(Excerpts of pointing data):
-----

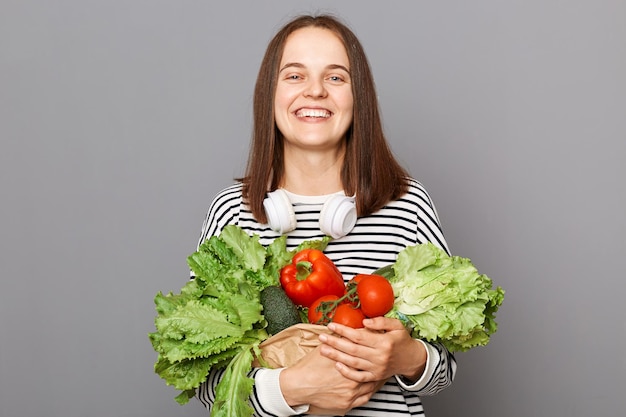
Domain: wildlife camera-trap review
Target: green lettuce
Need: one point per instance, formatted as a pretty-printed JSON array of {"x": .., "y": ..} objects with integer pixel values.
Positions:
[
  {"x": 443, "y": 298},
  {"x": 216, "y": 320}
]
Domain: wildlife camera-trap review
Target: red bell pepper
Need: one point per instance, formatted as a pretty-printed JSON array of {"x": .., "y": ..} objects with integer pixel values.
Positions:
[{"x": 310, "y": 275}]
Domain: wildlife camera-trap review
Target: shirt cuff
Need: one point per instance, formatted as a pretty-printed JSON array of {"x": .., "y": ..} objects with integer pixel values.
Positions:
[
  {"x": 432, "y": 360},
  {"x": 270, "y": 396}
]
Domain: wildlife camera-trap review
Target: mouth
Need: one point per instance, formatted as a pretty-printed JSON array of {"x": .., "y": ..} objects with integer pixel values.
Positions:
[{"x": 313, "y": 113}]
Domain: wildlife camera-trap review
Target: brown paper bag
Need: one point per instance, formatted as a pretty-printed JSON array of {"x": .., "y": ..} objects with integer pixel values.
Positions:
[{"x": 290, "y": 345}]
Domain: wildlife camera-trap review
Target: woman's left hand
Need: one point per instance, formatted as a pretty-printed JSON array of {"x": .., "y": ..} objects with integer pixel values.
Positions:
[{"x": 375, "y": 353}]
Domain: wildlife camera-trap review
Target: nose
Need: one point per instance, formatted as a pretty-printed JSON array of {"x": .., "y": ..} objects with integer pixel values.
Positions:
[{"x": 315, "y": 88}]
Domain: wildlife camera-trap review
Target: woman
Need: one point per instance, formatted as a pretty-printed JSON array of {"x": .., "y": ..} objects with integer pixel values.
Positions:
[{"x": 319, "y": 164}]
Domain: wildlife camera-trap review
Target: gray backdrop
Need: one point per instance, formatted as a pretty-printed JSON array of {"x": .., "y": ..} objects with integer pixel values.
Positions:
[{"x": 119, "y": 121}]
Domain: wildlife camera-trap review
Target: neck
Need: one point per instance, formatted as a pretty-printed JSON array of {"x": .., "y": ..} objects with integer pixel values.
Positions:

-----

(PROBLEM TO WORK ON): Write the records above out again exactly, with no pictures in your copy.

(SOLUTION TO THIS TASK):
Domain: wildlife camera-trap review
Target: green lettuce
Need: one point per instance, formatted as a pretty-printed JSON array of {"x": .., "y": ..} objects with integer pixel values.
Positions:
[
  {"x": 443, "y": 298},
  {"x": 216, "y": 320}
]
Domain: wildlife camera-trap review
Target: red bell pepper
Need: one point per instance, formatted as a pretty-printed JSON array of {"x": .., "y": ..} objects with integer pixel values.
Positions:
[{"x": 310, "y": 275}]
Domain: wildlife camera-trap review
Target: shirt cuff
Need: one point per instance, formatted as a pretty-printed JSON array of {"x": .., "y": ..} objects with integer pixel values.
Positions:
[
  {"x": 432, "y": 360},
  {"x": 270, "y": 396}
]
Domain: wildlife camera-trap review
Target: mouth
Need: one point per instance, formatted as a pretty-printed JSON array of {"x": .., "y": ..} objects with integer pixel values.
Positions:
[{"x": 313, "y": 113}]
Domain: wildlife camera-trap review
Target: brown paper bag
Need: one point per instance, formatted as a pretty-printed JSON array of {"x": .., "y": ..} objects with integer pixel values.
Positions:
[{"x": 290, "y": 345}]
Domain: wildlife camera-trap review
Target: woman's left hand
Need: one point per instance, formatted as a pretty-printed JSON array of {"x": .., "y": ..} objects with integer pixel values.
Positions:
[{"x": 375, "y": 353}]
Domain: wildlife camera-trap review
Target: nose
Need: one point per instance, formatted as a pretty-printed JSON array of {"x": .., "y": ..} objects with integer pixel values.
Positions:
[{"x": 315, "y": 88}]
Domain: wildlife camera-trap review
Target: woman
Need: one point per instance, formatted as a pretty-printed JSON array of {"x": .., "y": ..} objects with integer pixel values.
Positions:
[{"x": 319, "y": 164}]
Domain: wildlife camera-trap review
Target: gray backdrop
Need: one point per instance, formatted as a pretty-printed JSON array of {"x": .., "y": ..} objects with integer pixel values.
Positions:
[{"x": 119, "y": 121}]
Domain: wildlife camera-trap review
Target: neck
Need: one point per instance, formatted as a pretty-printed JSON array of {"x": .., "y": ..} objects with integer pixel values.
Positions:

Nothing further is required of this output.